**DESCRIPTION OF THE TASK:** Gather every line in the rows below that contains the word "negative", and copy each of those lines in full.
▬▬▬▬▬▬
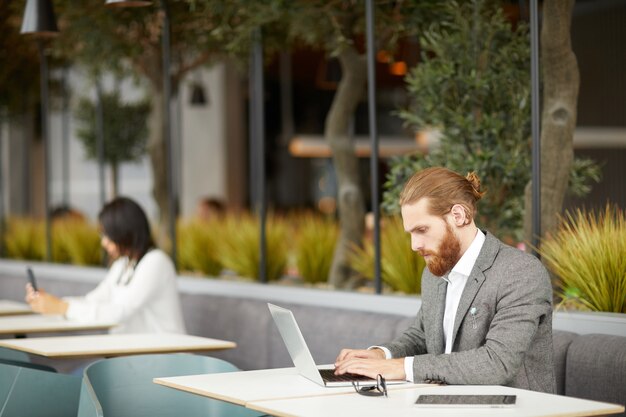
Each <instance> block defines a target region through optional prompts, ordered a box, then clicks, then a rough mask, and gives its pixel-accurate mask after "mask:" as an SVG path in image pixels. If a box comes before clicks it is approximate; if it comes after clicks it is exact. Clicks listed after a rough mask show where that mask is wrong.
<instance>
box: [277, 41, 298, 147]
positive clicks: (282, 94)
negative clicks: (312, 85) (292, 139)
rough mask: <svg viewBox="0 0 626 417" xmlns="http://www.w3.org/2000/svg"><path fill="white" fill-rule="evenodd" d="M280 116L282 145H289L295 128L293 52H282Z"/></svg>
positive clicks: (281, 62)
mask: <svg viewBox="0 0 626 417" xmlns="http://www.w3.org/2000/svg"><path fill="white" fill-rule="evenodd" d="M280 118H281V121H282V138H281V145H285V146H287V145H289V141H290V140H291V138H292V137H293V134H294V131H295V128H294V125H293V85H292V75H291V54H290V53H289V52H281V54H280Z"/></svg>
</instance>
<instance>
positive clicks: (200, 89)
mask: <svg viewBox="0 0 626 417" xmlns="http://www.w3.org/2000/svg"><path fill="white" fill-rule="evenodd" d="M190 102H191V105H192V106H206V105H207V104H208V102H209V101H208V100H207V97H206V93H205V92H204V86H203V85H202V84H200V83H197V82H196V83H193V85H192V87H191V100H190Z"/></svg>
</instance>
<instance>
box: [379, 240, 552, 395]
mask: <svg viewBox="0 0 626 417" xmlns="http://www.w3.org/2000/svg"><path fill="white" fill-rule="evenodd" d="M446 287H447V283H446V281H444V280H443V279H442V278H439V277H436V276H434V275H433V274H432V273H430V271H428V269H425V270H424V273H423V275H422V307H421V309H420V311H419V312H418V313H417V317H416V318H415V322H414V323H413V325H412V326H411V327H409V328H408V329H407V330H406V331H405V332H404V333H403V334H402V335H401V336H399V337H398V338H396V339H395V340H394V341H392V342H390V343H387V344H382V346H385V347H387V348H388V349H389V350H390V351H391V354H392V356H393V357H394V358H401V357H406V356H412V355H414V356H415V358H414V363H413V372H414V381H415V382H423V381H433V382H438V381H445V382H446V383H448V384H468V385H507V386H511V387H516V388H523V389H530V390H534V391H541V392H549V393H554V392H556V383H555V379H554V367H553V363H552V353H553V351H552V286H551V283H550V278H549V275H548V272H547V271H546V269H545V268H544V267H543V265H542V264H541V262H540V261H539V260H538V259H537V258H535V257H534V256H532V255H529V254H526V253H524V252H522V251H520V250H518V249H515V248H512V247H510V246H507V245H505V244H504V243H502V242H501V241H499V240H498V239H497V238H495V237H494V236H493V235H491V234H490V233H486V239H485V243H484V244H483V247H482V249H481V250H480V254H479V255H478V258H477V260H476V264H475V265H474V268H473V269H472V273H471V274H470V276H469V278H468V280H467V284H466V285H465V289H464V290H463V294H462V296H461V300H460V302H459V307H458V310H457V314H456V317H455V320H454V332H453V336H452V353H450V354H445V353H444V349H445V341H444V336H443V314H444V308H445V301H446ZM472 308H474V309H475V310H472ZM472 311H473V313H474V314H472Z"/></svg>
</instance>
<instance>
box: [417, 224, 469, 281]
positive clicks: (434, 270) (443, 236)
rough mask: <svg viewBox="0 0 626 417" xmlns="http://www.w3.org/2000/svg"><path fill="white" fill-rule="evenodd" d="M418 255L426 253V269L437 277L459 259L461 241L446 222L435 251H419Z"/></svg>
mask: <svg viewBox="0 0 626 417" xmlns="http://www.w3.org/2000/svg"><path fill="white" fill-rule="evenodd" d="M419 252H420V255H422V256H426V255H428V259H426V265H427V266H428V270H429V271H430V272H432V273H433V275H436V276H438V277H442V276H444V275H445V274H446V273H448V272H450V270H452V268H453V267H454V265H456V263H457V262H458V261H459V259H461V242H459V239H458V238H457V237H456V236H455V235H454V233H453V232H452V228H451V227H450V225H449V224H447V223H446V234H445V235H444V236H443V239H442V240H441V243H440V244H439V248H438V249H437V251H436V252H435V251H429V250H425V251H419Z"/></svg>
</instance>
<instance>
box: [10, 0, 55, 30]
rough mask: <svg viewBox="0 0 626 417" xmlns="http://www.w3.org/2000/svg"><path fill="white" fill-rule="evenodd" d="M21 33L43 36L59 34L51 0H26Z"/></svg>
mask: <svg viewBox="0 0 626 417" xmlns="http://www.w3.org/2000/svg"><path fill="white" fill-rule="evenodd" d="M20 33H21V34H23V35H33V36H37V37H41V38H48V37H52V36H56V35H58V34H59V28H58V27H57V21H56V17H55V15H54V8H53V6H52V1H51V0H28V1H27V2H26V9H25V10H24V19H23V20H22V29H21V30H20Z"/></svg>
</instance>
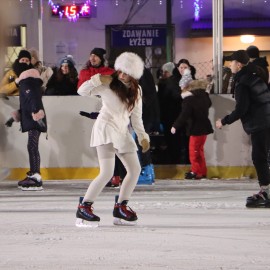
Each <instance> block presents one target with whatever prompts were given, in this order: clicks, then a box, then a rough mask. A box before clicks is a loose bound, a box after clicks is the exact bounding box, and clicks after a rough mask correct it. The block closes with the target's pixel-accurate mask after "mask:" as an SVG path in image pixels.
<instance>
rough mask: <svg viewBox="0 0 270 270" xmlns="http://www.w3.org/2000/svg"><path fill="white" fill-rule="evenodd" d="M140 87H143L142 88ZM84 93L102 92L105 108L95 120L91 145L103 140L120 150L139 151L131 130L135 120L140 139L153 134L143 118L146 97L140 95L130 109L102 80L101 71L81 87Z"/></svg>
mask: <svg viewBox="0 0 270 270" xmlns="http://www.w3.org/2000/svg"><path fill="white" fill-rule="evenodd" d="M138 91H139V89H138ZM78 94H79V95H81V96H100V97H101V99H102V108H101V110H100V113H99V116H98V118H97V120H96V122H95V123H94V126H93V129H92V134H91V140H90V146H91V147H96V146H99V145H103V144H109V143H112V144H113V146H114V148H115V149H117V150H118V152H119V153H128V152H136V151H137V150H138V149H137V146H136V143H135V141H134V139H133V137H132V135H131V133H130V131H129V124H130V123H131V125H132V128H133V129H134V131H135V133H136V135H137V137H138V141H139V143H140V142H141V141H142V140H143V139H147V140H148V141H149V136H148V134H147V133H146V132H145V130H144V126H143V122H142V98H141V95H138V96H139V98H138V100H137V102H136V103H135V106H134V108H133V110H132V111H131V112H129V111H128V110H127V107H126V104H124V103H123V102H122V101H121V100H120V99H119V97H118V96H117V95H116V94H115V93H114V92H113V91H112V90H111V89H110V88H109V86H107V85H103V84H102V83H101V81H100V74H96V75H94V76H92V77H91V79H90V80H88V81H85V82H84V83H83V84H82V85H81V86H80V87H79V89H78Z"/></svg>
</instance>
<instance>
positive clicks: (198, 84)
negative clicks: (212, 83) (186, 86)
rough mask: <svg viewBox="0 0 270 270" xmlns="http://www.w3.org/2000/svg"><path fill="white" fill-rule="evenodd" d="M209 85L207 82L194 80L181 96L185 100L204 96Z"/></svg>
mask: <svg viewBox="0 0 270 270" xmlns="http://www.w3.org/2000/svg"><path fill="white" fill-rule="evenodd" d="M208 84H209V82H208V81H206V80H193V81H191V82H190V83H189V84H188V86H187V87H185V88H184V89H183V91H182V93H181V96H182V98H183V99H184V98H186V97H189V96H198V95H202V94H203V95H204V94H205V93H206V88H207V85H208Z"/></svg>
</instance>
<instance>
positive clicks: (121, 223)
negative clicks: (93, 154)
mask: <svg viewBox="0 0 270 270" xmlns="http://www.w3.org/2000/svg"><path fill="white" fill-rule="evenodd" d="M105 54H106V50H104V49H103V48H94V49H93V50H91V52H90V55H89V59H88V61H87V63H86V64H85V66H84V67H83V68H82V69H81V70H80V72H78V71H77V69H76V67H75V66H76V64H75V61H74V59H73V57H72V56H71V55H67V56H65V57H64V58H62V59H60V61H59V64H58V65H56V66H55V67H53V68H51V67H45V66H44V65H43V63H42V62H41V61H40V60H39V58H38V53H37V51H36V50H34V49H30V50H29V51H28V50H21V51H20V52H19V54H18V58H17V59H16V60H15V61H14V63H13V65H12V67H11V68H10V69H9V70H8V71H7V72H6V73H5V74H4V76H3V78H2V81H1V83H0V93H1V94H2V95H4V96H16V95H17V96H19V97H20V108H18V110H17V111H15V112H13V113H12V117H11V119H10V120H9V121H8V122H7V123H6V125H7V126H11V125H12V121H17V122H20V123H21V131H22V132H27V133H28V143H27V149H28V154H29V163H30V164H29V165H30V166H29V167H30V170H29V172H28V173H27V175H26V178H25V179H23V180H21V181H19V182H18V186H19V187H20V188H21V189H22V190H41V189H43V183H42V177H41V174H40V155H39V147H38V145H39V137H40V134H41V132H46V131H47V123H46V113H45V109H44V106H43V103H42V96H43V95H57V96H59V95H81V96H98V97H99V98H100V100H101V103H102V107H101V109H100V111H98V112H84V111H80V114H81V115H82V116H86V117H88V118H90V119H92V120H94V121H95V122H94V126H93V129H92V134H91V143H90V145H91V147H95V148H96V149H97V154H98V160H99V166H100V172H99V175H98V176H97V177H96V178H95V181H92V183H91V184H90V185H89V188H88V190H87V192H86V194H85V196H84V197H80V199H79V205H78V209H77V214H76V217H77V222H76V225H77V226H79V227H81V226H94V227H95V226H97V224H98V222H99V221H100V218H99V217H98V216H97V215H96V214H94V213H93V207H92V205H93V203H94V202H95V200H96V199H97V197H98V195H99V193H100V192H101V191H102V189H103V188H104V187H105V186H113V187H120V190H119V195H118V196H117V197H116V199H115V204H114V210H113V216H114V217H115V221H114V223H115V224H116V225H122V224H125V223H128V224H134V223H135V222H136V220H137V215H136V213H135V212H134V211H133V210H132V209H131V208H129V207H128V206H127V204H128V201H129V199H130V197H131V194H132V192H133V190H134V188H135V185H136V184H137V183H138V181H139V182H140V181H142V182H143V181H148V182H149V183H153V182H154V178H155V177H154V169H153V161H152V157H151V149H150V139H151V137H152V136H153V134H157V133H163V135H164V139H165V142H166V149H167V156H168V163H170V164H188V163H190V164H191V168H190V171H188V172H187V173H186V174H185V179H192V180H200V179H203V178H206V177H207V165H206V163H207V162H206V160H205V155H204V145H205V142H206V139H207V135H209V134H211V133H213V127H212V124H211V121H210V120H209V109H210V107H211V105H212V103H211V99H210V96H209V95H210V94H211V93H213V80H212V79H210V80H209V78H208V79H207V78H205V79H200V80H199V79H196V68H195V67H194V66H193V65H191V64H190V62H189V61H188V60H187V59H181V60H179V61H178V63H177V64H175V63H173V62H167V63H164V65H163V66H162V67H161V73H160V77H159V80H158V84H157V88H156V85H155V82H154V78H153V76H152V74H151V72H150V71H149V70H148V69H147V68H145V66H144V63H143V60H142V59H141V58H140V57H139V56H138V55H137V54H135V53H132V52H124V53H122V54H120V55H119V56H118V57H117V58H116V60H115V64H114V67H108V66H106V65H105ZM223 60H224V62H225V61H230V68H228V67H225V66H224V68H223V75H224V76H223V79H224V82H223V88H222V91H221V92H222V93H232V94H234V96H235V99H236V107H235V110H234V111H233V112H232V113H230V114H228V115H227V116H225V117H224V118H223V119H218V120H217V121H216V123H215V125H216V128H217V129H220V128H221V127H222V126H224V125H228V124H232V123H233V122H235V121H237V120H238V119H240V120H241V121H242V124H243V128H244V130H245V131H246V132H247V133H248V134H250V135H251V143H252V160H253V163H254V166H255V169H256V172H257V175H258V182H259V185H260V191H259V193H258V194H255V195H253V196H251V197H248V198H247V203H246V206H247V207H269V206H270V197H269V196H270V194H269V192H270V191H269V184H270V172H269V166H268V163H267V161H268V155H269V147H270V116H269V115H270V92H269V85H268V83H269V73H268V68H267V67H268V63H267V60H266V58H265V57H260V55H259V49H258V48H257V47H255V46H250V47H248V48H247V50H240V51H236V52H235V53H233V54H232V55H231V56H227V57H224V58H223Z"/></svg>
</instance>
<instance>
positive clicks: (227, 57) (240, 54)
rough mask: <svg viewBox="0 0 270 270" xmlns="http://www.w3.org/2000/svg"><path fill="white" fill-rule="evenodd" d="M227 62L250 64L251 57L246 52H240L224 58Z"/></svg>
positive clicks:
▬▬▬▬▬▬
**COMPLETED TASK:**
negative clicks: (312, 85) (292, 139)
negative clicks: (212, 83) (186, 86)
negative clicks: (93, 154)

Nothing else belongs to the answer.